Please reproduce the listing below character for character, from its first line up to and including the line with "180 71 L 179".

###

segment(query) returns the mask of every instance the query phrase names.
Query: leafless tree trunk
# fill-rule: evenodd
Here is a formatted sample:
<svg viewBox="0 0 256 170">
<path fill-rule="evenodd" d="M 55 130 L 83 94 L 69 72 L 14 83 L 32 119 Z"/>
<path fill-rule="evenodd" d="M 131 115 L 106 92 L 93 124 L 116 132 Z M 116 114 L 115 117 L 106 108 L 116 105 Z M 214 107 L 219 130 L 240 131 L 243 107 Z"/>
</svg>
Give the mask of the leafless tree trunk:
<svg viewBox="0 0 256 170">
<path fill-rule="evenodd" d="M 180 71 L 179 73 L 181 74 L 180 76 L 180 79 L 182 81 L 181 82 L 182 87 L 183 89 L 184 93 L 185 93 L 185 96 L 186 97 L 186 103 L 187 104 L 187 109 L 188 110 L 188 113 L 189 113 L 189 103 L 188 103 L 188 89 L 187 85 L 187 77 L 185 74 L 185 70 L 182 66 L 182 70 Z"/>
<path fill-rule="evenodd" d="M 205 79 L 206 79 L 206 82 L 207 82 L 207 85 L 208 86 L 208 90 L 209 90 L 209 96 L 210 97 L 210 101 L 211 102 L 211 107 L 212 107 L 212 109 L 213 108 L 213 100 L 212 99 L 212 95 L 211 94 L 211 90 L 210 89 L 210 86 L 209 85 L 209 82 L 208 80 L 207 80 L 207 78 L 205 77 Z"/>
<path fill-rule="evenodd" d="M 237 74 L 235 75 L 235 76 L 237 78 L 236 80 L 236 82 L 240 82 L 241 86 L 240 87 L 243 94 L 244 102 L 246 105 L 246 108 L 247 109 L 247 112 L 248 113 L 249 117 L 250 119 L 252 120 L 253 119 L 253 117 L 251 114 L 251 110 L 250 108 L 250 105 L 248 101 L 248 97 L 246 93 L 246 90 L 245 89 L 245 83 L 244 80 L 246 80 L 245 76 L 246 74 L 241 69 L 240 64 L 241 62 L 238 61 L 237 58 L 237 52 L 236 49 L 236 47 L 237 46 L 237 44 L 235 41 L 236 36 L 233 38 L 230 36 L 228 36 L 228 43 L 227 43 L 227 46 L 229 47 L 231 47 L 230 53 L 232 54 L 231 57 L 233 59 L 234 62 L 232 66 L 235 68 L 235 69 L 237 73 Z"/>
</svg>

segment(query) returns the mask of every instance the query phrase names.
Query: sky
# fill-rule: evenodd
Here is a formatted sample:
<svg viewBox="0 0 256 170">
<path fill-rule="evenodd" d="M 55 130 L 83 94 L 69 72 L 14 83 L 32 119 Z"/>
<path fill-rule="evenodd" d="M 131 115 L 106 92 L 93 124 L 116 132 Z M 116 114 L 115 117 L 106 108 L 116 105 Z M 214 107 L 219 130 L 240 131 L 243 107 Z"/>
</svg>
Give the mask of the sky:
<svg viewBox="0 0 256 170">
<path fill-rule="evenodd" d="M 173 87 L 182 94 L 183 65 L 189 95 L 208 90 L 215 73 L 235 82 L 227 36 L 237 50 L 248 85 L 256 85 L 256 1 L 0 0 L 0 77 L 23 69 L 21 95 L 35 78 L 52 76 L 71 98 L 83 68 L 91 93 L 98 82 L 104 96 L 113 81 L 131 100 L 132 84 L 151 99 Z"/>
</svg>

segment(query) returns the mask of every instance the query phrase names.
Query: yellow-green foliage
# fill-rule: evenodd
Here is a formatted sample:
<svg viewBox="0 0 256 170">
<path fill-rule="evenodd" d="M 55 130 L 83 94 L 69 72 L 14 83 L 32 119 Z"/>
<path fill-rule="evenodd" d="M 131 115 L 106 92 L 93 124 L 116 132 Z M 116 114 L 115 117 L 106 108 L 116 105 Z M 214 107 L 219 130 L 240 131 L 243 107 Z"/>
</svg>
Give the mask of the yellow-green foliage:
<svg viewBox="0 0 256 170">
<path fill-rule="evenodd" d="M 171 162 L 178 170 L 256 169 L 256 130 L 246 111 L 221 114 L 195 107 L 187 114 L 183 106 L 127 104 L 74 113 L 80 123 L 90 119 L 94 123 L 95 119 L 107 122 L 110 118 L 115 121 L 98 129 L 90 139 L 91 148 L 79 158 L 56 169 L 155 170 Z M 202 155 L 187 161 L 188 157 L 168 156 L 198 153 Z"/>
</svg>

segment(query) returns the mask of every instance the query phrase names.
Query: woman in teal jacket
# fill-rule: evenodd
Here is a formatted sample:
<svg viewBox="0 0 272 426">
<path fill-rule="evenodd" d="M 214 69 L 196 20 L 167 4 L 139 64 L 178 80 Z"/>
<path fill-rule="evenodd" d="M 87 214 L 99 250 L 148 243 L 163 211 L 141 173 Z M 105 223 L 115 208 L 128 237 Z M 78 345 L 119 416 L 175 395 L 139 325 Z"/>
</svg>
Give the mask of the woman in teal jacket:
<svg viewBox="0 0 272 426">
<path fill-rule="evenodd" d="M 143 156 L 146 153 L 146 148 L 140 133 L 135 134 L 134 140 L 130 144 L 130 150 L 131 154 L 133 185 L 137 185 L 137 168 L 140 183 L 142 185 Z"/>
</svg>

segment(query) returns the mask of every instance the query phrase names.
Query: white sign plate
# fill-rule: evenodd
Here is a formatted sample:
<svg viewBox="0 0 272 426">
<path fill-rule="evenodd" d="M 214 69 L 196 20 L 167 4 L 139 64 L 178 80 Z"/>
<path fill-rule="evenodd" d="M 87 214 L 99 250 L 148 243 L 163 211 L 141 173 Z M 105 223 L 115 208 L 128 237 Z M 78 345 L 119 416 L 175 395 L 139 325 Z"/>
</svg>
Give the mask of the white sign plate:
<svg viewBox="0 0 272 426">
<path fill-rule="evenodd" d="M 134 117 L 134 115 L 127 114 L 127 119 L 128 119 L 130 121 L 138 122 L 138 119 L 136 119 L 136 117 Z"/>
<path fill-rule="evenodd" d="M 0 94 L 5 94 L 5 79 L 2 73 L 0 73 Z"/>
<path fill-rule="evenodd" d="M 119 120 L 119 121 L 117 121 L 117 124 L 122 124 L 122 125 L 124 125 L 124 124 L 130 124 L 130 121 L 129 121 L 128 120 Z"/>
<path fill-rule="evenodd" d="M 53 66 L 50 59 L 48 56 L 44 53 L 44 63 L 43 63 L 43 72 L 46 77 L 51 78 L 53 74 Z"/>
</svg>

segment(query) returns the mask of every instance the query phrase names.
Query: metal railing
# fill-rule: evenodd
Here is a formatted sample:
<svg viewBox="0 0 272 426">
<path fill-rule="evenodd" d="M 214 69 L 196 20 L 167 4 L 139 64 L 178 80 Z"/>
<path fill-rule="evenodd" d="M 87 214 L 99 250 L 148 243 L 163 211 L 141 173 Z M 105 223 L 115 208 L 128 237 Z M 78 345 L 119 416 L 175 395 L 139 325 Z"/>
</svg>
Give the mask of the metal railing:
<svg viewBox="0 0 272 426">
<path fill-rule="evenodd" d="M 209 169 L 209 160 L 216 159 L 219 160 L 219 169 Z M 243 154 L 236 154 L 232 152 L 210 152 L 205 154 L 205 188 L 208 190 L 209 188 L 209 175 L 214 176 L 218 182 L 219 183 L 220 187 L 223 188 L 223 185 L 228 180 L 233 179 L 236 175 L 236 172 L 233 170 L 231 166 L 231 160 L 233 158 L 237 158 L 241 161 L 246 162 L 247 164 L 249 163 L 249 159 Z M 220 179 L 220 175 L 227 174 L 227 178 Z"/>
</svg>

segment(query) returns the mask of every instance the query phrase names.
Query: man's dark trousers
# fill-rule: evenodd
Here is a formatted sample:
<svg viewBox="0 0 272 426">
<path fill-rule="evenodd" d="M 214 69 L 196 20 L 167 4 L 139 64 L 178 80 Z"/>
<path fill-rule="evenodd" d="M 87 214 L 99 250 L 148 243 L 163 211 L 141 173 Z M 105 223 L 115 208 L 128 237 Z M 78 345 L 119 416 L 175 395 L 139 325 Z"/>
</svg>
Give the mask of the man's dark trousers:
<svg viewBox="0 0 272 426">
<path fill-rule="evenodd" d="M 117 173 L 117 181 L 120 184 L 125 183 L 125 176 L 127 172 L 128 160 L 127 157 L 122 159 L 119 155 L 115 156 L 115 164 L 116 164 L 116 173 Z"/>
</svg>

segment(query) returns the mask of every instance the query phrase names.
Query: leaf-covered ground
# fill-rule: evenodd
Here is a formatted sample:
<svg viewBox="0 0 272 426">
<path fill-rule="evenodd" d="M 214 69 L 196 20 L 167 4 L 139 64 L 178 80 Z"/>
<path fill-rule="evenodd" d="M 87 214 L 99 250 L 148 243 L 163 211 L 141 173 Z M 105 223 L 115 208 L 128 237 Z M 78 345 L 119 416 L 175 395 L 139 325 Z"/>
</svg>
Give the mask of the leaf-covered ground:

###

- SOLUTION BELOW:
segment(query) returns the mask of every instance the query phrase names.
Query: leafless tree trunk
# fill-rule: evenodd
Here is a formatted sample:
<svg viewBox="0 0 256 170">
<path fill-rule="evenodd" d="M 55 130 L 83 94 L 69 72 L 14 83 L 32 119 Z"/>
<path fill-rule="evenodd" d="M 131 115 L 106 92 L 93 124 L 116 132 Z M 116 114 L 115 117 L 106 108 L 116 105 Z M 214 107 L 219 130 L 240 131 L 243 107 Z"/>
</svg>
Give the mask of the leafless tree trunk:
<svg viewBox="0 0 256 170">
<path fill-rule="evenodd" d="M 180 71 L 179 73 L 181 74 L 180 76 L 180 79 L 182 81 L 181 82 L 182 87 L 183 89 L 184 93 L 185 93 L 185 96 L 186 97 L 186 103 L 187 104 L 187 109 L 188 110 L 188 113 L 189 113 L 189 103 L 188 103 L 188 89 L 187 85 L 187 77 L 185 74 L 185 70 L 182 66 L 182 70 Z"/>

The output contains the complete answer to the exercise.